Extrait du document:
○ ○ ○ ○ ○

Le Sénat américain a infligé un revers cinglant aux ambitions législatives des géants de la tech en supprimant une disposition qui aurait instauré un moratoire de dix ans sur la réglementation de l'intelligence artificielle au niveau des États.
Cette mesure controversée, initialement incluse dans le vaste projet de loi de politique intérieure du président Trump surnommé « One Big Beautiful Bill », a été rejetée à une écrasante majorité de 99 voix contre 1 lors d'une session nocturne du Sénat le 1er juillet. La sénatrice Marsha Blackburn (républicaine du Tennessee), qui avait d'abord travaillé sur une version de compromis de la disposition, a finalement mené la charge pour son retrait total.

○ ○ ○ ○ ○

Données de localisation de points:

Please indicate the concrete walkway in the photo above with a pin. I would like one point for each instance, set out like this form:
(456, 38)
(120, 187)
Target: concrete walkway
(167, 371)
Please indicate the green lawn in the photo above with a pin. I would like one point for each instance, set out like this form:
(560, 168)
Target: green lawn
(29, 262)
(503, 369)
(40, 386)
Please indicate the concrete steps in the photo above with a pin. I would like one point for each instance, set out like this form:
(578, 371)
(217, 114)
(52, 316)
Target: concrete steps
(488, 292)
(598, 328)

○ ○ ○ ○ ○

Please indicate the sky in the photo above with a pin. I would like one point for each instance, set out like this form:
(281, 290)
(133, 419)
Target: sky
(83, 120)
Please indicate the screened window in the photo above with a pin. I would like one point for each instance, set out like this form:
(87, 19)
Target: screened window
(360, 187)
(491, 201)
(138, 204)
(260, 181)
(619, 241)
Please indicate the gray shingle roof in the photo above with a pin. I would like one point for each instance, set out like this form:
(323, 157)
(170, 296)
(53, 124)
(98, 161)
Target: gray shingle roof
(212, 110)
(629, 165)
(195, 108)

○ ○ ○ ○ ○

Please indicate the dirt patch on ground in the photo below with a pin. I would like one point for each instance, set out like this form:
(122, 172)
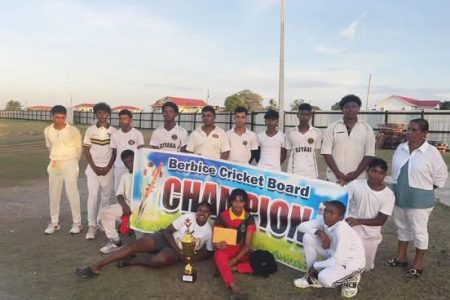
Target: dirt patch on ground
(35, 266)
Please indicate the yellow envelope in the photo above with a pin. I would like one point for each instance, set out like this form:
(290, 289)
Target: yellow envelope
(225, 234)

○ ○ ○ ○ ○

Tâche 1: Condensez en deux phrases au plus le paragraphe de l'extrait qui commence par « Cette mesure controversée », sans en perdre les faits principaux.
Tâche 2: Reproduisez le passage de l'extrait qui commence à « Cette mesure controversée, initialement » et se termine à « son retrait total. ».

Réponse rédigée 1: Incluse dans le projet de loi de politique intérieure de Trump surnommé « One Big Beautiful Bill », la mesure a été rejetée par 99 voix contre 1 lors d'une session nocturne du Sénat le 1er juillet. Après avoir d'abord travaillé sur une version de compromis, la sénatrice républicaine du Tennessee Marsha Blackburn a mené la charge pour son retrait total.

Réponse rédigée 2:
Cette mesure controversée, initialement incluse dans le vaste projet de loi de politique intérieure du président Trump surnommé « One Big Beautiful Bill », a été rejetée à une écrasante majorité de 99 voix contre 1 lors d'une session nocturne du Sénat le 1er juillet. La sénatrice Marsha Blackburn (républicaine du Tennessee), qui avait d'abord travaillé sur une version de compromis de la disposition, a finalement mené la charge pour son retrait total.